## Coordinate annotation entries
------
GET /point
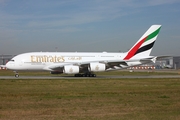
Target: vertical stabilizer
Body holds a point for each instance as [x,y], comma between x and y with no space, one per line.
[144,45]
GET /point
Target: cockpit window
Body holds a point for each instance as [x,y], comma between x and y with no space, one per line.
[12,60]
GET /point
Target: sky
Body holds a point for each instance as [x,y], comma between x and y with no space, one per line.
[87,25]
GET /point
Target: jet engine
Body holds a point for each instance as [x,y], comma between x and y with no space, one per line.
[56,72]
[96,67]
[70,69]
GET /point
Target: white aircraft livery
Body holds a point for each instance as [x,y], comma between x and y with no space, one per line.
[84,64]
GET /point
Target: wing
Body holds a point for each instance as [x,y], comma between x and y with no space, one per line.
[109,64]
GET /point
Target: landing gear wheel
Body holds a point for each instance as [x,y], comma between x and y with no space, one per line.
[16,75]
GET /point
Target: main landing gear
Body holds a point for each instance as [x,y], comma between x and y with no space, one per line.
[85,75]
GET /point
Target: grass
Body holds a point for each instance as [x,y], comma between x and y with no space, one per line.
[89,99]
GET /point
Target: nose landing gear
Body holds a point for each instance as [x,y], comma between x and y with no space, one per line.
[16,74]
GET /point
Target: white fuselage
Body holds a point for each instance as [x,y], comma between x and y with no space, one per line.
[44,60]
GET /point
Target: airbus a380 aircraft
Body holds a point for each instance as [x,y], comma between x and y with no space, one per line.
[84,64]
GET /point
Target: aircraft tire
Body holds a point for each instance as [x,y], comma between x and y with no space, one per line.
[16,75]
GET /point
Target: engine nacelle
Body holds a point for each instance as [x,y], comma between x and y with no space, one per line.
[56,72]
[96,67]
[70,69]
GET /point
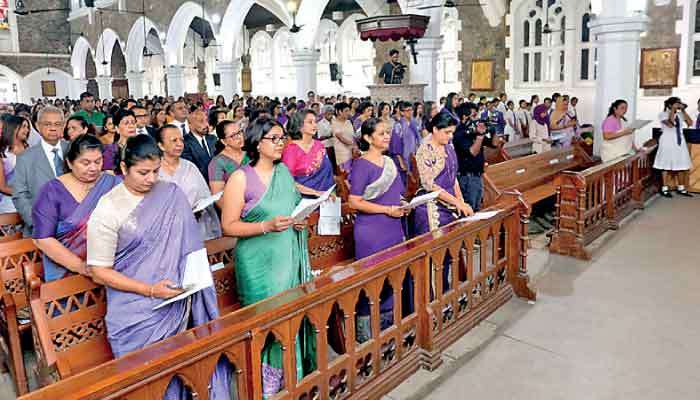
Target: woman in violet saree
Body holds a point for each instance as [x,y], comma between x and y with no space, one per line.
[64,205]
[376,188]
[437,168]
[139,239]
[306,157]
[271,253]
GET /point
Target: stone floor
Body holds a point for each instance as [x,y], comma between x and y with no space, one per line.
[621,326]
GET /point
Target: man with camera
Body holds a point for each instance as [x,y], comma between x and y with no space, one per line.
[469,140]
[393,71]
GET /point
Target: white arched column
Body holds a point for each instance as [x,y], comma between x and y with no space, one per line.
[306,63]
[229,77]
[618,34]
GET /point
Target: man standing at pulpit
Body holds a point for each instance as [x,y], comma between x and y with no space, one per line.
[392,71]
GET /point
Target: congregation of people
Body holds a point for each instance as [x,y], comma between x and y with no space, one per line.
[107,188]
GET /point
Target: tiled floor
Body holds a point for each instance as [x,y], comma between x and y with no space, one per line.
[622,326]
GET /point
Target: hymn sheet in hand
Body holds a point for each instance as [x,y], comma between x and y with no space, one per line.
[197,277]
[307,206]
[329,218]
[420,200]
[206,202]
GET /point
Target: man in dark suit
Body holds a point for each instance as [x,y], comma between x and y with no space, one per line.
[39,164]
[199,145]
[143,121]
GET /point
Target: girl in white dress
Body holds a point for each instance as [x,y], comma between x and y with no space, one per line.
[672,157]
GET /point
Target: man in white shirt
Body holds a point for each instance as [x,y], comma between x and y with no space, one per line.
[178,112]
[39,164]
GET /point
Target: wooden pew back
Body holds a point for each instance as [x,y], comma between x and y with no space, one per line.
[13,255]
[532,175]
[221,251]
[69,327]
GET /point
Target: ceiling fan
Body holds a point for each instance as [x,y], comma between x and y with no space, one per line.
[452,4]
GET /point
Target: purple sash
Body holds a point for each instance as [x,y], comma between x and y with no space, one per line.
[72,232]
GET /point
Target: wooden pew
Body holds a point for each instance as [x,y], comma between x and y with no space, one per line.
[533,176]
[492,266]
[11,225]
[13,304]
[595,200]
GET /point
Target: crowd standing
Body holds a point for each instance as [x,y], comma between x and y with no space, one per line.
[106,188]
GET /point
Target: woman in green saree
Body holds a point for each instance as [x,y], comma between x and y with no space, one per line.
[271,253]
------
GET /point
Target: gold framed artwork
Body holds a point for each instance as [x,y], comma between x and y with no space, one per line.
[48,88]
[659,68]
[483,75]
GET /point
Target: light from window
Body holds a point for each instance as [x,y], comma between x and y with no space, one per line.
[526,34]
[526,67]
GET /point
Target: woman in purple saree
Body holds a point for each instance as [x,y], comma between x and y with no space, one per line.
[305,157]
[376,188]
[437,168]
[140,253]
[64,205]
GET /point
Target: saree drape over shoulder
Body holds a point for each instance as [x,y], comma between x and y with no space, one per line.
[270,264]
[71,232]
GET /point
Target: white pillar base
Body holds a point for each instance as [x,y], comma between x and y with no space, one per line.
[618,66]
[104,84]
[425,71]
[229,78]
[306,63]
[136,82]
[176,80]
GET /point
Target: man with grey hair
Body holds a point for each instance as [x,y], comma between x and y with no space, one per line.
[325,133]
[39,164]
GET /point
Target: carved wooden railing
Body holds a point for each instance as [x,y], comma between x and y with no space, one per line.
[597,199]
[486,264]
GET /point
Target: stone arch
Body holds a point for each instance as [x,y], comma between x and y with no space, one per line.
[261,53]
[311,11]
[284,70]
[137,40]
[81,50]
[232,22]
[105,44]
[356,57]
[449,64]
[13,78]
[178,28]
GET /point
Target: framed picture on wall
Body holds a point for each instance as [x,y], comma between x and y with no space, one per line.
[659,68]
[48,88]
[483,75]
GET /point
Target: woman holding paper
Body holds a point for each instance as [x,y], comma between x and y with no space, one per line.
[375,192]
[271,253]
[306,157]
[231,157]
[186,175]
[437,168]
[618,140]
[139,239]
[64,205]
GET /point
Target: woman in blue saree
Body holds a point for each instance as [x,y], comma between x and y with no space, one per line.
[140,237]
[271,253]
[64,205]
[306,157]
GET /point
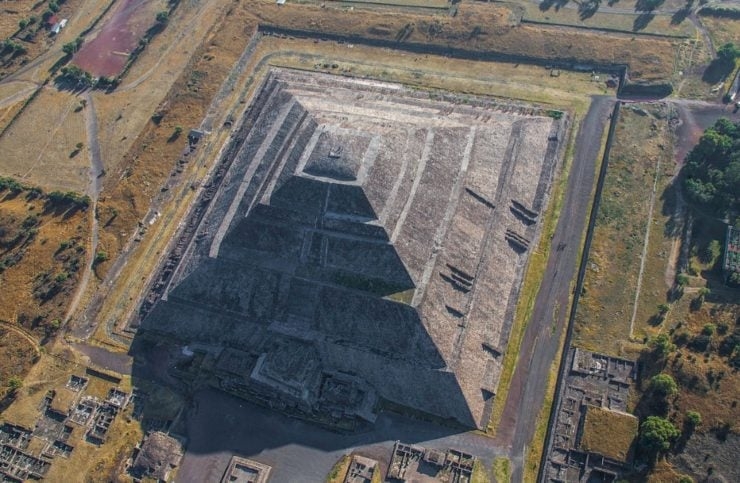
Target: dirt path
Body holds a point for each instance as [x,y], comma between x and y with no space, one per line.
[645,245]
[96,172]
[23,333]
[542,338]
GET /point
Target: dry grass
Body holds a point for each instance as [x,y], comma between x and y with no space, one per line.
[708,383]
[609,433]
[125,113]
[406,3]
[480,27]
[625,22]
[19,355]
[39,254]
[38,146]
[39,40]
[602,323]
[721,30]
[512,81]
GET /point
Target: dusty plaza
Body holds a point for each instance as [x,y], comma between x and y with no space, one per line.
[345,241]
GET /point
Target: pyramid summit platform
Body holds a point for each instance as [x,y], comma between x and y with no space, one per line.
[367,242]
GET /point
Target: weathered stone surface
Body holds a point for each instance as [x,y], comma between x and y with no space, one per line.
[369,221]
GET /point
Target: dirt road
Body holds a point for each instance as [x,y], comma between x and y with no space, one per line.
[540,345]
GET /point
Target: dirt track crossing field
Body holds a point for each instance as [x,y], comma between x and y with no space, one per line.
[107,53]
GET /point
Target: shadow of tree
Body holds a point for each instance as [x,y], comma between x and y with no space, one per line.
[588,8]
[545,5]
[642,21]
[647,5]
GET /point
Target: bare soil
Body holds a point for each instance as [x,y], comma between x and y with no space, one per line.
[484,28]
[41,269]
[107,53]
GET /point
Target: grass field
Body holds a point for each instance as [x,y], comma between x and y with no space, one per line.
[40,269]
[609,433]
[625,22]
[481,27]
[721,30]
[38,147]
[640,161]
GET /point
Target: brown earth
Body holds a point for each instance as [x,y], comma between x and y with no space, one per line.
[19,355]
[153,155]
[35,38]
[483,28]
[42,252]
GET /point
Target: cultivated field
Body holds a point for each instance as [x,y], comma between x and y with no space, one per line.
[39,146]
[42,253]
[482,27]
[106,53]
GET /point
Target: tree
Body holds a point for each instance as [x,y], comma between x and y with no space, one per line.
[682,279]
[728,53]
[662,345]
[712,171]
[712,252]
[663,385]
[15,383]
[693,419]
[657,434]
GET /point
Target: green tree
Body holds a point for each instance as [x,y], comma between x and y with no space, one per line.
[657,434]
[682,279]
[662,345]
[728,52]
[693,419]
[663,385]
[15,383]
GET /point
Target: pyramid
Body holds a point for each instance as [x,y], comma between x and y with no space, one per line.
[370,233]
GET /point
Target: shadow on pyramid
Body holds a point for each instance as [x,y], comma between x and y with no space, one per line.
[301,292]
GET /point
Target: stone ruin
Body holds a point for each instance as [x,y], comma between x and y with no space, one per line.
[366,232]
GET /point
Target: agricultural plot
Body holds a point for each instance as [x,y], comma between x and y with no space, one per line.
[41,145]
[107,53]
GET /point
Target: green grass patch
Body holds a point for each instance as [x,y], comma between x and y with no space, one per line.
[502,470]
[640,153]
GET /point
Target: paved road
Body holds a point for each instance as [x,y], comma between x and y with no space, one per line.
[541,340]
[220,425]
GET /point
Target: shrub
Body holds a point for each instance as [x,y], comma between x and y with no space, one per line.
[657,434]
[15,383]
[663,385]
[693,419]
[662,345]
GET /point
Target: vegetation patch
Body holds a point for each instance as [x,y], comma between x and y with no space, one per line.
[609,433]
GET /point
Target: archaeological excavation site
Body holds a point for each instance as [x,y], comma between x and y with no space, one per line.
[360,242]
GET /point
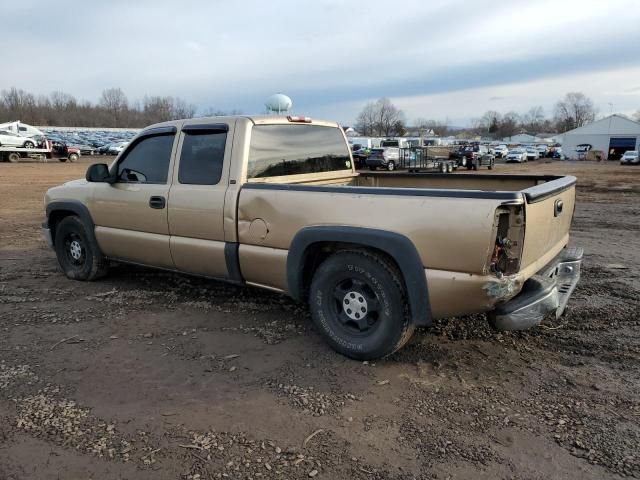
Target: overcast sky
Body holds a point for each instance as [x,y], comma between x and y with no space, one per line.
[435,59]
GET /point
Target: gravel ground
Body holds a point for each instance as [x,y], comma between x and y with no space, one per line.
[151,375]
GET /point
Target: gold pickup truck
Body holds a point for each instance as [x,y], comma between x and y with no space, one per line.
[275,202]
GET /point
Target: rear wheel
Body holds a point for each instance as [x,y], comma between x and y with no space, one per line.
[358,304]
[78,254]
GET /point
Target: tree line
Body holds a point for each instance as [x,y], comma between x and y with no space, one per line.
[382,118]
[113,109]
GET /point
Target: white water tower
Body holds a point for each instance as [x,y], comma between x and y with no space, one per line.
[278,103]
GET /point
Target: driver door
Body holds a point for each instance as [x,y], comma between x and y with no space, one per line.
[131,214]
------
## DIRECTIVE
Count the lines in the data above that contain the word "white", treating uppercase and lowercase as different. Give only the number.

## WRITTEN ANSWER
7